| Assignment |
Retype all of the entries exactly as they appear.

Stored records
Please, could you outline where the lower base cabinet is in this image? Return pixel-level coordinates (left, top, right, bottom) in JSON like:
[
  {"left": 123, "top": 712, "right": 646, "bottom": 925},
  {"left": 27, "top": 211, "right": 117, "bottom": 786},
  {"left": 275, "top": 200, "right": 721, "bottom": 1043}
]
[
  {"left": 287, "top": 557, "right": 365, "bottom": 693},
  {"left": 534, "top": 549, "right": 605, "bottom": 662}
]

| Answer box |
Please, could you outline where the lower base cabinet is in this image? Return pixel-level coordinates (left, top, right, bottom) in JSON like:
[
  {"left": 123, "top": 712, "right": 646, "bottom": 925},
  {"left": 27, "top": 211, "right": 117, "bottom": 786},
  {"left": 275, "top": 200, "right": 721, "bottom": 1043}
]
[
  {"left": 287, "top": 557, "right": 365, "bottom": 693},
  {"left": 534, "top": 549, "right": 605, "bottom": 662}
]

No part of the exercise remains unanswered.